##### PROVIDED DATA #####
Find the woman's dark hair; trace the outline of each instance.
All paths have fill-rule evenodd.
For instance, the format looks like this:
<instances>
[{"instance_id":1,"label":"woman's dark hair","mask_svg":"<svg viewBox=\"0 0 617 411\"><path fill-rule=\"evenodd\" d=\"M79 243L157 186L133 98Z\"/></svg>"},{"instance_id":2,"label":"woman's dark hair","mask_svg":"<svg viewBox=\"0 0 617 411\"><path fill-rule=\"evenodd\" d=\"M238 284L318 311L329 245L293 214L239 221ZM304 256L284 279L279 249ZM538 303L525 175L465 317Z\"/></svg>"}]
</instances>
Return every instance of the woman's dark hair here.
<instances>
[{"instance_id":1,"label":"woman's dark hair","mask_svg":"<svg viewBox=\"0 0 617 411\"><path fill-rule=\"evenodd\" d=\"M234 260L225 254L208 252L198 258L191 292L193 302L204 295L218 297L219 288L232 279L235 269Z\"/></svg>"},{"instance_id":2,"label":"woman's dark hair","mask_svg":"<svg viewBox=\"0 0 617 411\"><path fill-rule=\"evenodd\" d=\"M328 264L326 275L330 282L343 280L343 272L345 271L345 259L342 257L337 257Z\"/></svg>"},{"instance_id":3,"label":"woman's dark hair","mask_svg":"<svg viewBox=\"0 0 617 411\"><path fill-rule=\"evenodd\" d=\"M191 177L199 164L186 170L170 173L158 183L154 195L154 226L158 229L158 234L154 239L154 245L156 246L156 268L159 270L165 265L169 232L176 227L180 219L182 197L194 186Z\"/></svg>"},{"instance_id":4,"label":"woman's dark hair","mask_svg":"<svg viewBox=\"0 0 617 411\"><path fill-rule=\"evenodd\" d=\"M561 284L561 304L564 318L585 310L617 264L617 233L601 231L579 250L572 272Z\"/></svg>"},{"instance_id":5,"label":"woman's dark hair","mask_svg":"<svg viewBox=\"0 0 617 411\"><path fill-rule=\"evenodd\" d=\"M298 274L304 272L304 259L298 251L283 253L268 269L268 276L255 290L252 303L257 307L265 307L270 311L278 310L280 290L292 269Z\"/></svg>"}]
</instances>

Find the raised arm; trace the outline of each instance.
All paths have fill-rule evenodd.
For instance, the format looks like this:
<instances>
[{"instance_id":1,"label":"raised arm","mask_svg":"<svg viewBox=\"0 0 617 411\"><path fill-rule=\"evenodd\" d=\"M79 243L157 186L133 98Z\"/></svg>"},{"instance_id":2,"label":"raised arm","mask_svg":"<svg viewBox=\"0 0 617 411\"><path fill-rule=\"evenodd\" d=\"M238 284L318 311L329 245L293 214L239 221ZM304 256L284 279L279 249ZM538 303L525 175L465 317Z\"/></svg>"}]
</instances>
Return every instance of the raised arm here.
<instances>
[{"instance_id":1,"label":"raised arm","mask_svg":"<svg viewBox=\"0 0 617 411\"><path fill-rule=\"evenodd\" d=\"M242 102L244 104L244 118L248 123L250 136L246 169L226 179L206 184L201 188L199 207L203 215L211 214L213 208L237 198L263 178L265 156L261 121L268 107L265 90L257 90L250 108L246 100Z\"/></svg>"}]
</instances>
#####
### PROMPT
The records above are to be copied in full, exactly as written.

### RESPONSE TO THE TASK
Find the woman's dark hair; trace the outline of each instance.
All paths have fill-rule evenodd.
For instance, the format looks like this:
<instances>
[{"instance_id":1,"label":"woman's dark hair","mask_svg":"<svg viewBox=\"0 0 617 411\"><path fill-rule=\"evenodd\" d=\"M79 243L157 186L133 98Z\"/></svg>"},{"instance_id":2,"label":"woman's dark hair","mask_svg":"<svg viewBox=\"0 0 617 411\"><path fill-rule=\"evenodd\" d=\"M238 284L318 311L329 245L293 214L239 221ZM304 256L284 279L279 249ZM538 303L525 175L465 317Z\"/></svg>"}]
</instances>
Return every instance of the woman's dark hair here.
<instances>
[{"instance_id":1,"label":"woman's dark hair","mask_svg":"<svg viewBox=\"0 0 617 411\"><path fill-rule=\"evenodd\" d=\"M234 260L225 254L208 252L198 258L191 292L193 302L204 295L218 297L219 288L232 279L235 269Z\"/></svg>"},{"instance_id":2,"label":"woman's dark hair","mask_svg":"<svg viewBox=\"0 0 617 411\"><path fill-rule=\"evenodd\" d=\"M328 264L326 275L330 282L343 280L343 272L345 271L345 259L342 257L337 257Z\"/></svg>"},{"instance_id":3,"label":"woman's dark hair","mask_svg":"<svg viewBox=\"0 0 617 411\"><path fill-rule=\"evenodd\" d=\"M191 177L199 164L186 170L170 173L158 183L154 195L154 226L158 229L158 234L154 239L154 245L156 246L156 268L159 270L165 265L169 232L176 227L180 219L182 197L194 186Z\"/></svg>"},{"instance_id":4,"label":"woman's dark hair","mask_svg":"<svg viewBox=\"0 0 617 411\"><path fill-rule=\"evenodd\" d=\"M561 284L561 304L564 318L585 310L617 264L617 233L601 231L579 250L572 272Z\"/></svg>"},{"instance_id":5,"label":"woman's dark hair","mask_svg":"<svg viewBox=\"0 0 617 411\"><path fill-rule=\"evenodd\" d=\"M298 274L304 272L304 259L298 251L283 253L268 269L268 276L255 290L252 303L257 307L265 307L270 311L278 310L280 290L292 269Z\"/></svg>"}]
</instances>

Find the raised arm; trace the outline of each instance.
All paths have fill-rule evenodd.
For instance, the format looks like this:
<instances>
[{"instance_id":1,"label":"raised arm","mask_svg":"<svg viewBox=\"0 0 617 411\"><path fill-rule=\"evenodd\" d=\"M79 243L157 186L133 98Z\"/></svg>"},{"instance_id":2,"label":"raised arm","mask_svg":"<svg viewBox=\"0 0 617 411\"><path fill-rule=\"evenodd\" d=\"M238 284L318 311L329 245L293 214L239 221ZM304 256L284 279L279 249ZM538 303L525 175L465 317Z\"/></svg>"}]
</instances>
Return every instance of the raised arm here.
<instances>
[{"instance_id":1,"label":"raised arm","mask_svg":"<svg viewBox=\"0 0 617 411\"><path fill-rule=\"evenodd\" d=\"M242 102L244 104L244 118L248 123L250 136L246 169L226 179L206 184L201 188L199 207L203 215L211 214L213 208L237 198L263 178L265 156L261 121L268 107L265 90L257 90L250 108L246 100Z\"/></svg>"}]
</instances>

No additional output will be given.